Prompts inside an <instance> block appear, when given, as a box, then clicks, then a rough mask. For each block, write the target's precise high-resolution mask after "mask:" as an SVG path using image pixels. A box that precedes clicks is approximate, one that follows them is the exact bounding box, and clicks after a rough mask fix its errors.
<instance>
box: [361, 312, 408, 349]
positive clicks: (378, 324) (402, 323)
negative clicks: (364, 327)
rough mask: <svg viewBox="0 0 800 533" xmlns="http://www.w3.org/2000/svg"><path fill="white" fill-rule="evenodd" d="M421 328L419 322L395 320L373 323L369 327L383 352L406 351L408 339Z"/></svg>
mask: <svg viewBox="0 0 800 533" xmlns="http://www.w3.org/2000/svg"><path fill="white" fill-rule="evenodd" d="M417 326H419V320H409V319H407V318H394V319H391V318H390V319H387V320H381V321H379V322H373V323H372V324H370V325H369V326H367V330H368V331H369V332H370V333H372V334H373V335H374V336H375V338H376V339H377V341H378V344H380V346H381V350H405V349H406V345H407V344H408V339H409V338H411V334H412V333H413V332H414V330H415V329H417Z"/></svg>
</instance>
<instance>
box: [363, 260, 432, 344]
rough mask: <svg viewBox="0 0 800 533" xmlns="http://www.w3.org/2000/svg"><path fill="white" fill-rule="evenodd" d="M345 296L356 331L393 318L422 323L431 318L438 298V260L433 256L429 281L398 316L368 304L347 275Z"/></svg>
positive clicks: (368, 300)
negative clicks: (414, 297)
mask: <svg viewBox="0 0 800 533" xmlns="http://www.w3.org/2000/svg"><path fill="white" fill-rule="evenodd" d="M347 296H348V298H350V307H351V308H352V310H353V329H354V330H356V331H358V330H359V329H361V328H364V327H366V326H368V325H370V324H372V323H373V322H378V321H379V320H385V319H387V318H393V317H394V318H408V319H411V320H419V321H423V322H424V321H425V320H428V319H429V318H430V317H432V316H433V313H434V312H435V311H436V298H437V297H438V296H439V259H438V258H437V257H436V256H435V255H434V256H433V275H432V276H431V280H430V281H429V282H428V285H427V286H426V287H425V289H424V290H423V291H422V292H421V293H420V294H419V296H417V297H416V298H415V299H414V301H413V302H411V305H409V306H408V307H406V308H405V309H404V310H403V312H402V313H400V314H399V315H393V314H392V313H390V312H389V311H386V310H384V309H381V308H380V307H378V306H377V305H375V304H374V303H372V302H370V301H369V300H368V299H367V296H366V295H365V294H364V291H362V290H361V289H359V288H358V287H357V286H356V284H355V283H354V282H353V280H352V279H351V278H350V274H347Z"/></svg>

**WORK TO BE COMPLETED**
Render the lines above as a Markdown table with two columns, Row and Line: Row holds each line's number and Line holds its text. Leave out any blank lines.

**RESPONSE**
| Row | Line |
|---|---|
| 1 | Prompts inside an <instance> block appear, when given, as a box, then clicks, then a rough mask. For each block, write the target's precise high-resolution mask after "mask:" as an SVG path using image pixels. A box that precedes clicks is approximate, one that follows them is the exact bounding box, and clicks after a rough mask fix its errors. |
| 2 | <instance> |
| 3 | box: [361, 312, 408, 349] |
| 4 | positive clicks: (378, 324) (402, 323) |
| 5 | negative clicks: (364, 327) |
| 6 | rough mask: <svg viewBox="0 0 800 533" xmlns="http://www.w3.org/2000/svg"><path fill="white" fill-rule="evenodd" d="M421 328L419 322L395 320L373 323L369 327L383 352L406 351L408 339Z"/></svg> |
| 7 | mask: <svg viewBox="0 0 800 533" xmlns="http://www.w3.org/2000/svg"><path fill="white" fill-rule="evenodd" d="M417 326H419V320H409V319H407V318H394V319H391V318H390V319H387V320H381V321H379V322H373V323H372V324H370V325H369V326H367V330H368V331H369V332H370V333H372V334H373V335H374V336H375V338H376V339H377V341H378V344H380V346H381V350H405V349H406V345H407V344H408V339H409V338H411V334H412V333H413V332H414V330H415V329H417Z"/></svg> |
| 8 | </instance> |
| 9 | <instance> |
| 10 | box: [363, 260, 432, 344] |
| 11 | rough mask: <svg viewBox="0 0 800 533" xmlns="http://www.w3.org/2000/svg"><path fill="white" fill-rule="evenodd" d="M345 296L356 331L393 318L422 323L431 318L438 298V260L433 256L429 281L398 316L368 304L347 275Z"/></svg> |
| 12 | positive clicks: (368, 300) |
| 13 | negative clicks: (414, 297) |
| 14 | mask: <svg viewBox="0 0 800 533" xmlns="http://www.w3.org/2000/svg"><path fill="white" fill-rule="evenodd" d="M347 296H348V298H350V307H351V308H352V310H353V329H354V330H356V331H358V330H359V329H361V328H364V327H366V326H368V325H370V324H372V323H373V322H378V321H379V320H385V319H387V318H393V317H394V318H408V319H411V320H419V321H423V322H424V321H425V320H428V319H429V318H430V317H432V316H433V313H434V312H435V311H436V298H437V297H438V296H439V259H438V258H437V257H436V256H435V255H434V256H433V275H432V276H431V280H430V281H429V282H428V285H427V286H426V287H425V289H424V290H423V291H422V292H421V293H420V294H419V296H417V297H416V298H415V299H414V301H413V302H411V305H409V306H408V307H406V308H405V309H404V310H403V312H402V313H400V314H399V315H393V314H392V313H390V312H389V311H386V310H384V309H381V308H380V307H378V306H377V305H375V304H374V303H372V302H370V301H369V300H368V299H367V296H366V295H365V294H364V291H362V290H361V289H359V288H358V287H357V286H356V284H355V283H354V282H353V280H352V279H351V278H350V274H347Z"/></svg> |